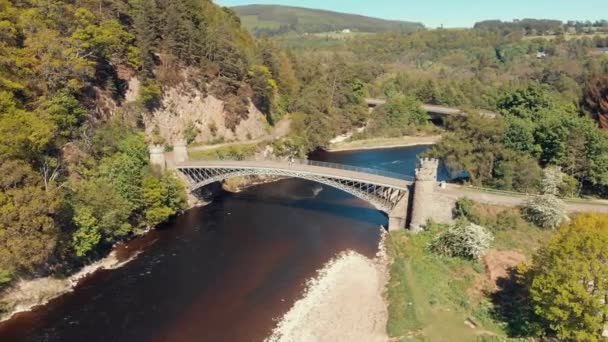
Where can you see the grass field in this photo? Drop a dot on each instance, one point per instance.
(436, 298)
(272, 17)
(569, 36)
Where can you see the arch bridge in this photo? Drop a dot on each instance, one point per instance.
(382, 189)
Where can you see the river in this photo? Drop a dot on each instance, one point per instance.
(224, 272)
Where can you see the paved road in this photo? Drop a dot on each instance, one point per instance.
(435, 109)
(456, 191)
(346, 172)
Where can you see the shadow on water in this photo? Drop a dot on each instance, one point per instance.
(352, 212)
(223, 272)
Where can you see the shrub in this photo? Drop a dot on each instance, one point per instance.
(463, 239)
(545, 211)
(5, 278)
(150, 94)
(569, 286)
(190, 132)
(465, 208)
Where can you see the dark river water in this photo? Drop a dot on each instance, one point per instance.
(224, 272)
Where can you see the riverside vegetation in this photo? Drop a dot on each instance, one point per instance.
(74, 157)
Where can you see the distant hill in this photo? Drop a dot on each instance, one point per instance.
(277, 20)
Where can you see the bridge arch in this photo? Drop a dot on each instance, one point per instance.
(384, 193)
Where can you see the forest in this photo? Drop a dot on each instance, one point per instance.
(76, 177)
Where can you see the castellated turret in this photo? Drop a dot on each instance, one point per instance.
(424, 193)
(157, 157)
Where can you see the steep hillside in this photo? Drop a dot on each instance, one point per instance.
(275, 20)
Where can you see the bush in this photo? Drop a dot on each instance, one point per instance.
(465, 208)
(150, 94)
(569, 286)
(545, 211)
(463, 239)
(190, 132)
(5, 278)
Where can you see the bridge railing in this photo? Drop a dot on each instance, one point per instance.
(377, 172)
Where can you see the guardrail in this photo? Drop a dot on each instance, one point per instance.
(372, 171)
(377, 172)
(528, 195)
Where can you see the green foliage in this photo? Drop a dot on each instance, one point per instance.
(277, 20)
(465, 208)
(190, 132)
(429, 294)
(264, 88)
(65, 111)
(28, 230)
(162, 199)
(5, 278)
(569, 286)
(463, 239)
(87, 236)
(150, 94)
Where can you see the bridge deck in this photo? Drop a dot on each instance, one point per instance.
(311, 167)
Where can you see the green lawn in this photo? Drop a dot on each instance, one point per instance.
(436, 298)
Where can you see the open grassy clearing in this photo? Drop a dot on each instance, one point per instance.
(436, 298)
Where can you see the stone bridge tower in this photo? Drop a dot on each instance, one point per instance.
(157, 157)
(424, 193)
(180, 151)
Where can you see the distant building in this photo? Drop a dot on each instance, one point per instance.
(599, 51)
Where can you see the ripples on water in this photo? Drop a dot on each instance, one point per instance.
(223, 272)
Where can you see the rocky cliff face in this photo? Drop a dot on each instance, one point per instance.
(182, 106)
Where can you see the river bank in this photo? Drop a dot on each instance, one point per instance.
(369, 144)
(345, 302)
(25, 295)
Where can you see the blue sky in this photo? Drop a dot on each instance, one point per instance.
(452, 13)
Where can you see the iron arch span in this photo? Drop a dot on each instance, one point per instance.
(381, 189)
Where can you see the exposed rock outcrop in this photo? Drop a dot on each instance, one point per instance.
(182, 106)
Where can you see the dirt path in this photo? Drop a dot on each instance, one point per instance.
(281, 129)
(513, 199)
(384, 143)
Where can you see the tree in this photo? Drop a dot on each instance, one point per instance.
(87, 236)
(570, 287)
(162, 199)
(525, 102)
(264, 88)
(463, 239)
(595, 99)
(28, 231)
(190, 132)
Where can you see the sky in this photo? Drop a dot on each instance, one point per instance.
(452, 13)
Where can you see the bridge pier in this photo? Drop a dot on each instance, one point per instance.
*****
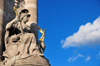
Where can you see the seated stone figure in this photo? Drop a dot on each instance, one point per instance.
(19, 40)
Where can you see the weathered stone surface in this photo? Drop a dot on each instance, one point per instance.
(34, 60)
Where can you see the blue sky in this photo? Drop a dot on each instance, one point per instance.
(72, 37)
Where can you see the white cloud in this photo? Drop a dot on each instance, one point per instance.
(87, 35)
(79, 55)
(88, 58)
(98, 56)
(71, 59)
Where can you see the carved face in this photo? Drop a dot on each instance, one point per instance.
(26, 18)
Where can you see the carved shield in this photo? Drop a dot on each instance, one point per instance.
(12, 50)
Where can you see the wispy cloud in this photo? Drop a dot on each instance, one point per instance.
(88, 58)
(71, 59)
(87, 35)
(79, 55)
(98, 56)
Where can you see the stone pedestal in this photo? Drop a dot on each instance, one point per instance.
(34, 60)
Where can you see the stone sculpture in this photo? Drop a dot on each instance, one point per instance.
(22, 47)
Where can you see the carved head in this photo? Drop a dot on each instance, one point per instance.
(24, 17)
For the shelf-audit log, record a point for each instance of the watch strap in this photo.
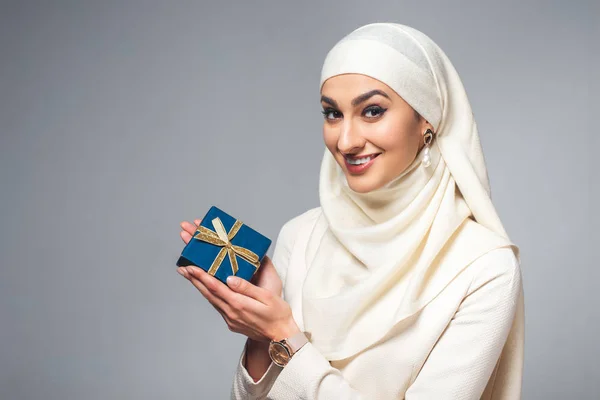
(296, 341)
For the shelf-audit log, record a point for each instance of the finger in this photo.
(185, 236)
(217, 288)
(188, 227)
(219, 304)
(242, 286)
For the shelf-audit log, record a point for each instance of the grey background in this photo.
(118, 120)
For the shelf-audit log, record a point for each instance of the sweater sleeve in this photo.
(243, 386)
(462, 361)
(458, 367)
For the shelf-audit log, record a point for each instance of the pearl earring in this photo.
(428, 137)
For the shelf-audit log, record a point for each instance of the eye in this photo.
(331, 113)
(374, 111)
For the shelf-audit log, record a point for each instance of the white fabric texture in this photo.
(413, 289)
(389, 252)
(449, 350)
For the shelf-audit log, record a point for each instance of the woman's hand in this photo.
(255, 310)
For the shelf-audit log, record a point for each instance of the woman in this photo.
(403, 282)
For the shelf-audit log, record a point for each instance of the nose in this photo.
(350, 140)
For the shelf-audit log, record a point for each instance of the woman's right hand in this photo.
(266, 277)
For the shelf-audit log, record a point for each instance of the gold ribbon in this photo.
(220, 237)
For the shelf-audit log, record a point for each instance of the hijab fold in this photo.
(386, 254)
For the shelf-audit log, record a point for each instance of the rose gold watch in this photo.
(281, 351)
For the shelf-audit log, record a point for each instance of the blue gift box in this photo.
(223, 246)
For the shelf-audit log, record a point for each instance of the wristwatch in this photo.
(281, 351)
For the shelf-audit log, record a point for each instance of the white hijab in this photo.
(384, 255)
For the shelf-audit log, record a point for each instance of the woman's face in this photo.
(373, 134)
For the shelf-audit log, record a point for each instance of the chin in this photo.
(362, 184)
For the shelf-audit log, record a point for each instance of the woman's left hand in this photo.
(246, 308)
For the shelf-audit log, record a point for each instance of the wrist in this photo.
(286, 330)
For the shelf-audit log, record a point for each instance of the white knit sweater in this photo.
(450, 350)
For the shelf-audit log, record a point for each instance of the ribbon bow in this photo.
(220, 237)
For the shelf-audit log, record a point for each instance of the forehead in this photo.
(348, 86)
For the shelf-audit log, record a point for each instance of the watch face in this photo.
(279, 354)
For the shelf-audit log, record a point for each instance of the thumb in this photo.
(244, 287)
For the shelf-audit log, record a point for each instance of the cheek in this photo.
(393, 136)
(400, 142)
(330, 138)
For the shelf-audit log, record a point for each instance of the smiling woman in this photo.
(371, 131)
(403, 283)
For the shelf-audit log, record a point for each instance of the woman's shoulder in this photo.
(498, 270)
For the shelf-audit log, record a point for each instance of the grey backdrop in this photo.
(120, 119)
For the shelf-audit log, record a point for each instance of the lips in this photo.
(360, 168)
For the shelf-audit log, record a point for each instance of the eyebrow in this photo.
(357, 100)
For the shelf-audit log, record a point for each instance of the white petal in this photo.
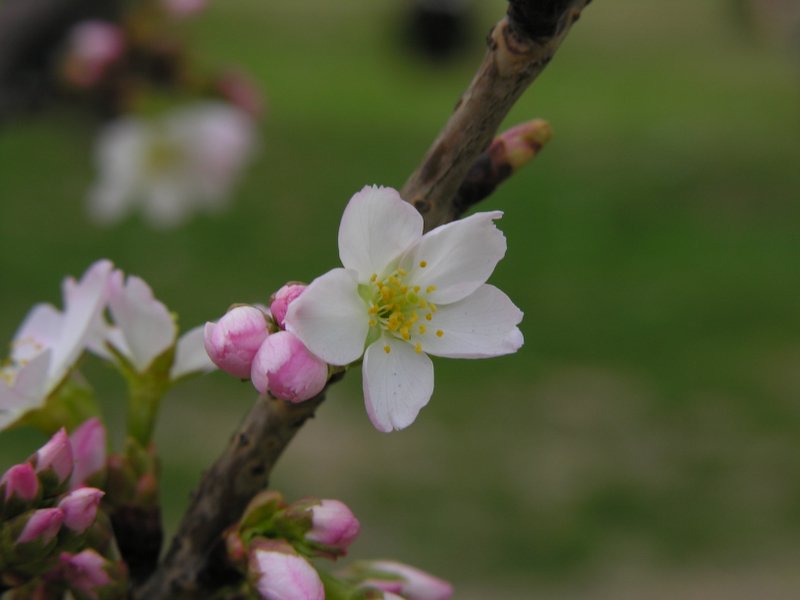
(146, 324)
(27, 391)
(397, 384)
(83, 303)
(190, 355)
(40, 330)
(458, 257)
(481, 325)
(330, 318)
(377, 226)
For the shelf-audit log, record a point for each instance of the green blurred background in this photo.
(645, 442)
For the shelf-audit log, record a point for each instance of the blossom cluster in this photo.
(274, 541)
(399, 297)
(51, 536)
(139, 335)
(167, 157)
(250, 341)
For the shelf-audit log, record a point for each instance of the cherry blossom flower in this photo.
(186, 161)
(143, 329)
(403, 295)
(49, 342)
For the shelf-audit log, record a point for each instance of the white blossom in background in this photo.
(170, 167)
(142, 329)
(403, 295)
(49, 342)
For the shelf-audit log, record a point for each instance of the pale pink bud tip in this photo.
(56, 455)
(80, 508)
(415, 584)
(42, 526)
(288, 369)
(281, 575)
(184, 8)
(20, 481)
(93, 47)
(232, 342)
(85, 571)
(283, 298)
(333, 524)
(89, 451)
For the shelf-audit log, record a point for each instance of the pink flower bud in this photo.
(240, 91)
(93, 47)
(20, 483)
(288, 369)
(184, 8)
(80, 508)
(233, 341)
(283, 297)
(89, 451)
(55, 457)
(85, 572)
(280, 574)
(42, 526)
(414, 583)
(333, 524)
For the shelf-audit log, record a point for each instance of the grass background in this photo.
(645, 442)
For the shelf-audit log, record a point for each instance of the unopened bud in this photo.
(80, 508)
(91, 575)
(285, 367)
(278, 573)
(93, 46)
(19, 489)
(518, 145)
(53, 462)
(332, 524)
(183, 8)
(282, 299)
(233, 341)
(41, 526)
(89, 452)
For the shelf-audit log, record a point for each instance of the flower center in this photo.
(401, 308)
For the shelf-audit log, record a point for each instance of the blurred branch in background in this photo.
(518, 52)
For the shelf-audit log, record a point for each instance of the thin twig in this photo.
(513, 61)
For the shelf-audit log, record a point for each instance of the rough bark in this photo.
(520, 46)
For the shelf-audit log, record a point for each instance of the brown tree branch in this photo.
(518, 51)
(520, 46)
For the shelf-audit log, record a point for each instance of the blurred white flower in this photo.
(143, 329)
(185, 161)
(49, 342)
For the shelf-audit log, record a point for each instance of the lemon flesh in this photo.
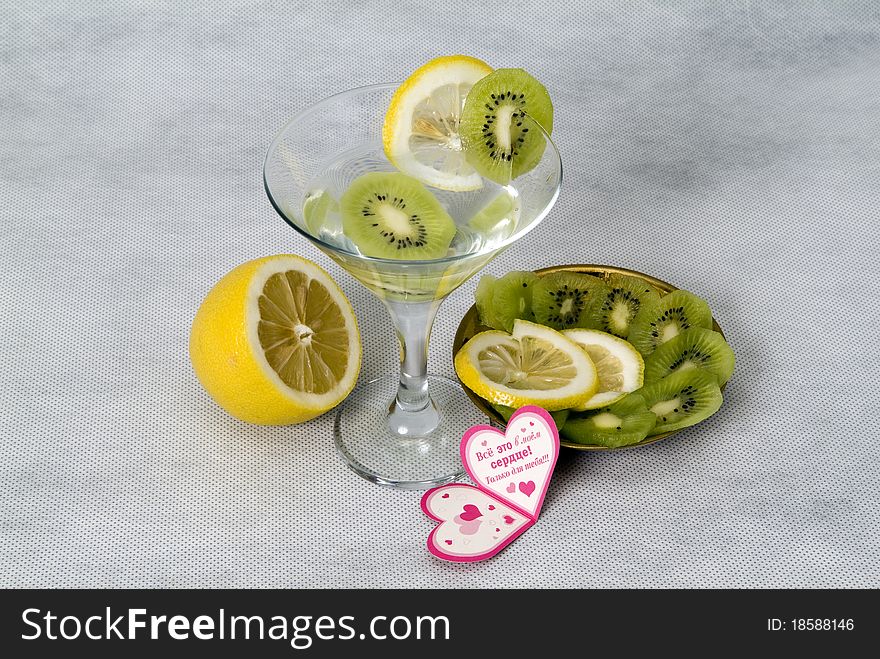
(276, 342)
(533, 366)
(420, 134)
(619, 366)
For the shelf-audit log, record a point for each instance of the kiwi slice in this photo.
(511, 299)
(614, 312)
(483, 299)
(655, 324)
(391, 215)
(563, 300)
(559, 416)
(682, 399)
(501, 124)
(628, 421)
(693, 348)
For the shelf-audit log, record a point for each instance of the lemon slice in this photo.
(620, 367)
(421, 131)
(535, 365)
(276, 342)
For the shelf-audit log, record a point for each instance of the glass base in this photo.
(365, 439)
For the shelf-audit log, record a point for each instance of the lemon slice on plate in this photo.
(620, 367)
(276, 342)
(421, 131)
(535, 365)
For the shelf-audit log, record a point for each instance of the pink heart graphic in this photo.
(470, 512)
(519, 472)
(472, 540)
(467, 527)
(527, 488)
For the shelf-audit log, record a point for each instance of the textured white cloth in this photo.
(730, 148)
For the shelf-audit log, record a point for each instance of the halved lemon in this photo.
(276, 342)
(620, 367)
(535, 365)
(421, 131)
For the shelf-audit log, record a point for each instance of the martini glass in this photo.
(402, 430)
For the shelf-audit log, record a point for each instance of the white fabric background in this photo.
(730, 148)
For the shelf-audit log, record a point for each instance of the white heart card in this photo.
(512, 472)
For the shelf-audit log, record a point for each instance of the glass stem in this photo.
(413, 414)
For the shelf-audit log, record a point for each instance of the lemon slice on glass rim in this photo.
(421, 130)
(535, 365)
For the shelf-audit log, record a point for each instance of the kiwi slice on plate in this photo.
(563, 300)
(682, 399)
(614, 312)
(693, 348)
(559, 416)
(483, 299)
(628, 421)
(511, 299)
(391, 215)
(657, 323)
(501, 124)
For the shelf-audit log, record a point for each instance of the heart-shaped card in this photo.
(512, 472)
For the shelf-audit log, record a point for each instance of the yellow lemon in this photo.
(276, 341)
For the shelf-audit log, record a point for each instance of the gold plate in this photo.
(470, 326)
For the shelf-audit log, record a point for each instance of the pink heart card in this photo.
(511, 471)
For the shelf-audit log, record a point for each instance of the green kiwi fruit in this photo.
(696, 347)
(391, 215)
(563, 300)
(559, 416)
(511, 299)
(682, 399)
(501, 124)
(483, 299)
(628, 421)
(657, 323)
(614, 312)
*****
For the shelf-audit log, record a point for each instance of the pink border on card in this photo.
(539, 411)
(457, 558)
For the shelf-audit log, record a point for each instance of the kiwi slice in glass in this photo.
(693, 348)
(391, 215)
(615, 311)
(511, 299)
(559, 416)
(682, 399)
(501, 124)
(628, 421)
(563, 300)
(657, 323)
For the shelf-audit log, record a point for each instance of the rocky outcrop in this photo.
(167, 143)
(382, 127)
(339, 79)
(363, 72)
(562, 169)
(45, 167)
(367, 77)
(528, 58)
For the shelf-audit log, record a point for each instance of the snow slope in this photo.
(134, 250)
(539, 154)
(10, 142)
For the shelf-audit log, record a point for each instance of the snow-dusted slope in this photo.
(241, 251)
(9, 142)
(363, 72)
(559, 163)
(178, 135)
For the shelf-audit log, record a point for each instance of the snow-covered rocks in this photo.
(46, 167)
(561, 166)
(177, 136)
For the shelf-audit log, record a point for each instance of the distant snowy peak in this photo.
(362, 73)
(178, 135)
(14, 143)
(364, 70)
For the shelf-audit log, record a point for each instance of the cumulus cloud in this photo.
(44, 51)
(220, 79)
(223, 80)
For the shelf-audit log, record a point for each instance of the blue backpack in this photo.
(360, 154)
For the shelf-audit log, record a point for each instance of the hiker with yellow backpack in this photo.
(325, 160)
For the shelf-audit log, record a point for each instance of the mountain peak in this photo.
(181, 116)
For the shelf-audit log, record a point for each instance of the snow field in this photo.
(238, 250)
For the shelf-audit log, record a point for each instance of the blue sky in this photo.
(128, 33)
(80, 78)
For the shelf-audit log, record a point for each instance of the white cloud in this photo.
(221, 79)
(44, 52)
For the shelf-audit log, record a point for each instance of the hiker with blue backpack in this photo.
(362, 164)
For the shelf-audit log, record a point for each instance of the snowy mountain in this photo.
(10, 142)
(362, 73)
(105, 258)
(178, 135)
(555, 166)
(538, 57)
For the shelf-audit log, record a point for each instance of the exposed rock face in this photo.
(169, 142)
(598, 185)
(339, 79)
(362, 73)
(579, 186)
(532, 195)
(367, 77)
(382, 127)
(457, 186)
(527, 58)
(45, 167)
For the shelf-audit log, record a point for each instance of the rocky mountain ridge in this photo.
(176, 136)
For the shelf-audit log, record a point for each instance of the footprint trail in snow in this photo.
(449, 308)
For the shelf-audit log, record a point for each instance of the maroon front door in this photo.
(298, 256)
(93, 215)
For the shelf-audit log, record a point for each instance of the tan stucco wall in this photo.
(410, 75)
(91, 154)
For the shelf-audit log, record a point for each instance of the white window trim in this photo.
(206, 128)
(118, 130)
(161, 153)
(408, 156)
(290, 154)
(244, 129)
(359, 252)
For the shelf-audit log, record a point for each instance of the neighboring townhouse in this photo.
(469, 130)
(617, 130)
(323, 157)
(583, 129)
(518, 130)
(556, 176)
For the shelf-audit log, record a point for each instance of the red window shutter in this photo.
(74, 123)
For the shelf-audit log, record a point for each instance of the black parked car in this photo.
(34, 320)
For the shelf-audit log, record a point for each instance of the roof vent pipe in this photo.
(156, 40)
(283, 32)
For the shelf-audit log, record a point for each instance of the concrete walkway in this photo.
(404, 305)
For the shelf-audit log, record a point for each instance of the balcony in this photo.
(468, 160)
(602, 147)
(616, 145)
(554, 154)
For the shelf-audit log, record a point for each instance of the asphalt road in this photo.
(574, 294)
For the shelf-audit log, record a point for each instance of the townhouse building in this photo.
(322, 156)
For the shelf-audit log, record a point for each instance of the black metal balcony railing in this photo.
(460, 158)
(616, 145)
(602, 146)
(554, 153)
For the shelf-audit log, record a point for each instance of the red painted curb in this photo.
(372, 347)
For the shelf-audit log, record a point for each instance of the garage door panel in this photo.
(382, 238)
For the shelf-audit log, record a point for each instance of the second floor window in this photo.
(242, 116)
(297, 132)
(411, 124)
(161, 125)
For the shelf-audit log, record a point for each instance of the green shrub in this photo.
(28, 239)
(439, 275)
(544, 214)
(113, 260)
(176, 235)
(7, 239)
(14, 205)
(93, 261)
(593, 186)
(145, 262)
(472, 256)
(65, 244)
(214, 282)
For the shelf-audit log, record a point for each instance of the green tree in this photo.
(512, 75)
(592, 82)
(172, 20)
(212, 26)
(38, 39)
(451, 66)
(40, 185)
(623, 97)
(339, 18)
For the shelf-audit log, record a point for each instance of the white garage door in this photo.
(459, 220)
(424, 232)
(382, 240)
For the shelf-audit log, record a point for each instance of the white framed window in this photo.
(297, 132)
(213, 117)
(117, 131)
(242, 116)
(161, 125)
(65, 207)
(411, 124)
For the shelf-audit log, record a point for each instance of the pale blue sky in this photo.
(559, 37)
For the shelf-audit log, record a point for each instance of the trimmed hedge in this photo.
*****
*Task item*
Only the lines above starting with the one with "Where can you see the exposed" and going through the one with "Where can you see the bridge pier" are to be copied, word for word and with both ends kept.

*Task output*
Where can you see the exposed rock outcrop in this photo? Drop a dot on each instance, one point per instance.
(182, 106)
Where can you see the dirt path in this photo? Drop a dot on each instance, one point per instance.
(281, 129)
(513, 199)
(384, 143)
Where can you see the tree in this photo? Drop a dot on each instance, one point per instance.
(87, 236)
(570, 287)
(162, 199)
(525, 102)
(264, 88)
(463, 239)
(595, 99)
(28, 231)
(190, 132)
Where can you see the sky in this photo? Drop a dot on each instance, one point per instance.
(452, 13)
Where can you see the bridge pier in this photo? Drop a dot on each instance, one point per instance.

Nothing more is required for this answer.